Exactly and only the lines from the one containing "house roof, each" through the close of the entries below are to be set down.
== == ==
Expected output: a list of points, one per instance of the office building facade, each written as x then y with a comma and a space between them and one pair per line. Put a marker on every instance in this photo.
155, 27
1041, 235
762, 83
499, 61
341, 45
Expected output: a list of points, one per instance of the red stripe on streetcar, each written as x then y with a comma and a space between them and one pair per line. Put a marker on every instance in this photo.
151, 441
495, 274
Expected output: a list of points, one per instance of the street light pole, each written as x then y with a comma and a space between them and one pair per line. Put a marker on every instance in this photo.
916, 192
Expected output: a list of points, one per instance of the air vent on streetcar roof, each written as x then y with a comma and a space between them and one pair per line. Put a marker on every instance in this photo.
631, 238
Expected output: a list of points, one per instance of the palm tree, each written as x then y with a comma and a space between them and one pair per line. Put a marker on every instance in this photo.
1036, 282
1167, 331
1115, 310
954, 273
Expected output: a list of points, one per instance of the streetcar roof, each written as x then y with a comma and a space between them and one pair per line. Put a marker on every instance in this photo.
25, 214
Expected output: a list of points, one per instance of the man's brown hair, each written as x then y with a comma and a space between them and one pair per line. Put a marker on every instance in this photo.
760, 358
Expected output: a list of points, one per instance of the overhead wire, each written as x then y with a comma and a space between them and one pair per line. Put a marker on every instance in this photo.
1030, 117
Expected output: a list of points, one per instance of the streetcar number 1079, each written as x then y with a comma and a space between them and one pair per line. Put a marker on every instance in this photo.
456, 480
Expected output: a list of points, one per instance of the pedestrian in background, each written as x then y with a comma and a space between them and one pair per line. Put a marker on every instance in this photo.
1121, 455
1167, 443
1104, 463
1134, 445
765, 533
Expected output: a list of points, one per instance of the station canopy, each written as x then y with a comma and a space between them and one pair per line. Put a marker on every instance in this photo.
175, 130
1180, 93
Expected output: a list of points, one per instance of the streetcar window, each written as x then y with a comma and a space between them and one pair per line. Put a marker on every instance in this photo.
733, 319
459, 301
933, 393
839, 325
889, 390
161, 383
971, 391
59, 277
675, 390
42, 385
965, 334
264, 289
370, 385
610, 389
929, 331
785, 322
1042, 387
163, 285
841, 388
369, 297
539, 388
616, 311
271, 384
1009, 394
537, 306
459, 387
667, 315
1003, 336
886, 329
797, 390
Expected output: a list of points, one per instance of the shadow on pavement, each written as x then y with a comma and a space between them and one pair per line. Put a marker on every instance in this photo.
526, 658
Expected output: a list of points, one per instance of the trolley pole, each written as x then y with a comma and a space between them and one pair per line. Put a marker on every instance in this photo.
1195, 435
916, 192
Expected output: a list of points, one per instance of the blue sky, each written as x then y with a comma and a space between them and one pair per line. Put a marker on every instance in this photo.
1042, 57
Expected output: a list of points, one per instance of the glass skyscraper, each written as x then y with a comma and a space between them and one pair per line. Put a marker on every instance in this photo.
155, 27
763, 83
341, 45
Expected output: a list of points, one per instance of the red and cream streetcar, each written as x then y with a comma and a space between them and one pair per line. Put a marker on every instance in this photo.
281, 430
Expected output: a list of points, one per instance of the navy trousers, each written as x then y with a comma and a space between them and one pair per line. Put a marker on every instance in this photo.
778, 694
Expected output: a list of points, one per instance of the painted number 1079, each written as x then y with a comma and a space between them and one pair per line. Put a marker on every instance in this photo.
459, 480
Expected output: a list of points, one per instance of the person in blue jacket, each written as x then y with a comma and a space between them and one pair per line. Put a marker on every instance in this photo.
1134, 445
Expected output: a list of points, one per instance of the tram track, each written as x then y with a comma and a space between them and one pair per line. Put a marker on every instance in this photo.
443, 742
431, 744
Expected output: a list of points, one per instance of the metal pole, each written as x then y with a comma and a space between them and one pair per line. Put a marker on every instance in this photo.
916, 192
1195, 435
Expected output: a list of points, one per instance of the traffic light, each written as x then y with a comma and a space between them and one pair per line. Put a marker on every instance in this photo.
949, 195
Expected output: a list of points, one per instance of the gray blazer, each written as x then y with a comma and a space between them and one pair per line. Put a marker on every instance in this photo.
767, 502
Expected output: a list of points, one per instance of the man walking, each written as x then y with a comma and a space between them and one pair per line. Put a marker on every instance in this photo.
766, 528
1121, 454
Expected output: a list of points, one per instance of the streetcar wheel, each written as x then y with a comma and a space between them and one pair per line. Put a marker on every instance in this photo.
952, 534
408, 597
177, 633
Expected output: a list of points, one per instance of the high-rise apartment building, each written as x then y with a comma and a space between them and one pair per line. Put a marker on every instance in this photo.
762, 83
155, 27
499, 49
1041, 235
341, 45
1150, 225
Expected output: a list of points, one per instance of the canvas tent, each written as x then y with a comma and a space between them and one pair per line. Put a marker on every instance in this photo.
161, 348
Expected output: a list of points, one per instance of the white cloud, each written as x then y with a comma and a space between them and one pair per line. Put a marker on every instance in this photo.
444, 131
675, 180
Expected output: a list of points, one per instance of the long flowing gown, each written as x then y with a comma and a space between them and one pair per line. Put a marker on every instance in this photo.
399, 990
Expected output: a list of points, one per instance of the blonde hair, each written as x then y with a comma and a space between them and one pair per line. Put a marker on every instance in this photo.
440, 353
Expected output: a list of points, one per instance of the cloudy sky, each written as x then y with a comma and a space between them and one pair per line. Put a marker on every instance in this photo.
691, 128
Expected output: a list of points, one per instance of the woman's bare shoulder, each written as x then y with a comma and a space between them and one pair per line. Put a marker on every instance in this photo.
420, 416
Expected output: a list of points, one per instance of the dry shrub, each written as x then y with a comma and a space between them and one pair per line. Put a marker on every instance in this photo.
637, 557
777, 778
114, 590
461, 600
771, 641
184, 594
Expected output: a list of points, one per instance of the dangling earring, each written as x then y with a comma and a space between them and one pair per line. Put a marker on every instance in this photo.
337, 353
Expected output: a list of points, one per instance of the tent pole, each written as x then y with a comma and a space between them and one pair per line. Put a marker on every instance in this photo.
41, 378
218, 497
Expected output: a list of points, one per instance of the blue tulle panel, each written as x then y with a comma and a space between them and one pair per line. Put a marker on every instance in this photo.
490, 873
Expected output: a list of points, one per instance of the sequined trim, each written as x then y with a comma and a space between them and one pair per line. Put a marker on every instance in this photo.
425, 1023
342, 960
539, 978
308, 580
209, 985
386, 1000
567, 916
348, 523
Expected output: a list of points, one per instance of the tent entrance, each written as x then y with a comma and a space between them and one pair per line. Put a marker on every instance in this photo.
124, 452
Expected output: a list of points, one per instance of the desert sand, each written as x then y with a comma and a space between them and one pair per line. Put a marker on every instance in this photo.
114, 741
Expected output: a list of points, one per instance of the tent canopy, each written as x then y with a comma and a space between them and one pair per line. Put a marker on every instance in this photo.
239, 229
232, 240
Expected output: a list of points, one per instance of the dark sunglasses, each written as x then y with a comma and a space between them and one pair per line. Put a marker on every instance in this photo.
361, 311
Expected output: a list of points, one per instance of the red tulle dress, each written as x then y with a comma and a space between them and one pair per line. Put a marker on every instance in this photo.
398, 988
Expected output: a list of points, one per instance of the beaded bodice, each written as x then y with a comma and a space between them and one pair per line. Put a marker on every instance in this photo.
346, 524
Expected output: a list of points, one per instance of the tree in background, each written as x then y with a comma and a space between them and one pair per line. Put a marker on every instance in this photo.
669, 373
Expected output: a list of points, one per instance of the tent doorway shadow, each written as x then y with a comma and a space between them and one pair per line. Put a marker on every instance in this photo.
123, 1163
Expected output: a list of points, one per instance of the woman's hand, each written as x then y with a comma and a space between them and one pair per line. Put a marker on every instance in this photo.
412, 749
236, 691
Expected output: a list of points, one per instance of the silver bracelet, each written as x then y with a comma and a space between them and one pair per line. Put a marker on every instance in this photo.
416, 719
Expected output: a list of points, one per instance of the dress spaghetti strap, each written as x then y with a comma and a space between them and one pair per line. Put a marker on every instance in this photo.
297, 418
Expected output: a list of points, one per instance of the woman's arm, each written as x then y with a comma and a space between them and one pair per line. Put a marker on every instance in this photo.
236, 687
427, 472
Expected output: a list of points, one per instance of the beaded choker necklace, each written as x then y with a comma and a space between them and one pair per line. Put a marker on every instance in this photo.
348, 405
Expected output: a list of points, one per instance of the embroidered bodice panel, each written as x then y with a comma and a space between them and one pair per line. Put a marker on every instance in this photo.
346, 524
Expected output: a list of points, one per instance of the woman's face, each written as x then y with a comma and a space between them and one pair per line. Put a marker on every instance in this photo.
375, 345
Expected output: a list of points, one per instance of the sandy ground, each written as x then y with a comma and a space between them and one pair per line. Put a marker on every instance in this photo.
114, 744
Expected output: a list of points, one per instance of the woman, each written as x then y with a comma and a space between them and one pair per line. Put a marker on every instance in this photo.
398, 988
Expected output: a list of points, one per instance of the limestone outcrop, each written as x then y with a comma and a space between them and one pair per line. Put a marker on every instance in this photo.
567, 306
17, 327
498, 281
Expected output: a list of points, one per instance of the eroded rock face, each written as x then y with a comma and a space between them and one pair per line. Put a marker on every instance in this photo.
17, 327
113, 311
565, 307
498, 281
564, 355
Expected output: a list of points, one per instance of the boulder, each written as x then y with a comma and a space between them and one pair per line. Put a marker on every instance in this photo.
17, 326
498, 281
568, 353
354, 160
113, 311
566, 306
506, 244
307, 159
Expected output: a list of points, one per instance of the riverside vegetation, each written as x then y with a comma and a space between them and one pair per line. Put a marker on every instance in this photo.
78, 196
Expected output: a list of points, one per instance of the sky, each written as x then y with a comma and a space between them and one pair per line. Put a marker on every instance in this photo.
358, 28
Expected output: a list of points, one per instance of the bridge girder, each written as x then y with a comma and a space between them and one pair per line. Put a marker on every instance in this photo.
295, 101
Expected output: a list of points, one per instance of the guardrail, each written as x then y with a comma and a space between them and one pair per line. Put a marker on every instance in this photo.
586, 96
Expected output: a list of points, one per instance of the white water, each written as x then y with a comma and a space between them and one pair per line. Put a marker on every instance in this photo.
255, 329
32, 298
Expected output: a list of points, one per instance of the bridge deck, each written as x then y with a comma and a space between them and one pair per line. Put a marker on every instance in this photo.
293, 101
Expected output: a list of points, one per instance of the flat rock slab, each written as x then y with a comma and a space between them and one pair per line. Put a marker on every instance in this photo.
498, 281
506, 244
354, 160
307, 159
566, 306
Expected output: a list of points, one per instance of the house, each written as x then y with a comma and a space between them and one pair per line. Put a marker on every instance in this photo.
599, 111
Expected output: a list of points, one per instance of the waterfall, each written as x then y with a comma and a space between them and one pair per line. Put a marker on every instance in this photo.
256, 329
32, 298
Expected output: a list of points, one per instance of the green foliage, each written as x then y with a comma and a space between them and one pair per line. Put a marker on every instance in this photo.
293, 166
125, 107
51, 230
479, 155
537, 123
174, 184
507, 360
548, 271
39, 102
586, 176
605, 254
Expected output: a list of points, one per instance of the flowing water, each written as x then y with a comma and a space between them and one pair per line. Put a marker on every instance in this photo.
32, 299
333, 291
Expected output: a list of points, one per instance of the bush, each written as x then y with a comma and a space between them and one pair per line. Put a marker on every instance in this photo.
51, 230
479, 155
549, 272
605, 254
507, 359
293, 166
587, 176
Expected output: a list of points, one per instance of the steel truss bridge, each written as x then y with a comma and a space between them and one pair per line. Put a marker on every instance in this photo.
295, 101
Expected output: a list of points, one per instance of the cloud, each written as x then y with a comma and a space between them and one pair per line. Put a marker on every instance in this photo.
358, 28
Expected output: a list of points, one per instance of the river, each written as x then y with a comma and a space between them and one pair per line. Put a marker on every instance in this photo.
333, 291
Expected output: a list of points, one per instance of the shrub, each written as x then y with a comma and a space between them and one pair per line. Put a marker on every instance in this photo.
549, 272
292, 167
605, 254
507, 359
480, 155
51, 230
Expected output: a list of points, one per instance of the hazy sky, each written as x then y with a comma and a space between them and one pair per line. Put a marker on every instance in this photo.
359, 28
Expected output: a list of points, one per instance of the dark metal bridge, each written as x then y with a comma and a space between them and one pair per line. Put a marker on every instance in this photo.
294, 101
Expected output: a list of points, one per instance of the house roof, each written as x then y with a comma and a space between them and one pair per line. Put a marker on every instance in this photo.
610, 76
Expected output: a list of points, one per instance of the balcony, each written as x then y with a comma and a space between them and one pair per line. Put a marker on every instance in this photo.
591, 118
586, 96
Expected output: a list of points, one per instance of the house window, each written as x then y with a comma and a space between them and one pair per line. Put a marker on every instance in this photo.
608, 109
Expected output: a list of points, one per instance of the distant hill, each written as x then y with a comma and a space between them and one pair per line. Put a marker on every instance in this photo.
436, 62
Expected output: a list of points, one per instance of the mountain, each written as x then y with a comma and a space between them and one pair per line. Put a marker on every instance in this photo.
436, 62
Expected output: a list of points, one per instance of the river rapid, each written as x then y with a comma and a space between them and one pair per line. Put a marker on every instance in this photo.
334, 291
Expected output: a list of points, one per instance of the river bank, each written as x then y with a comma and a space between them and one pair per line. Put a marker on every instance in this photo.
== == ==
* [Output for this exercise]:
Expected output: a list of points, one per instance of the house roof, each written as x then y with a comma and a space between them and one pair per line. Put a marker on every instance in this photo.
610, 76
Expected output: a list of points, one per instance of the balcony, each written as x then y with a comma and a space between them and one pair per line. Put a marker on every instance in this photo.
591, 118
586, 96
Expected output: a list of points, one per instance of the house window, each written as x then y with a comma and a space between them and one pair per line. Put a marker on every instance in this photo.
608, 109
Expected output: a list of points, one per instance of the distant hill, each written as x then y with a comma and a space between them and one pair per line. Put a marker on every instance in this photo.
436, 62
Expected output: a list of points, one per instance of the mountain, each written as x then y with a comma and a space between them and one pair per line. Put a marker on every instance in this photo.
436, 62
Expected output: a list of points, one per instance of the river rapid, each written as x then y with a comma and a space between them and one pair per line. Put a marker on every instance in this photo.
334, 291
Expected output: a list of points, one per instance of the river bank, each written as x then y with a comma and a space between them and one pair per line. Put a marker on every instance in this photo.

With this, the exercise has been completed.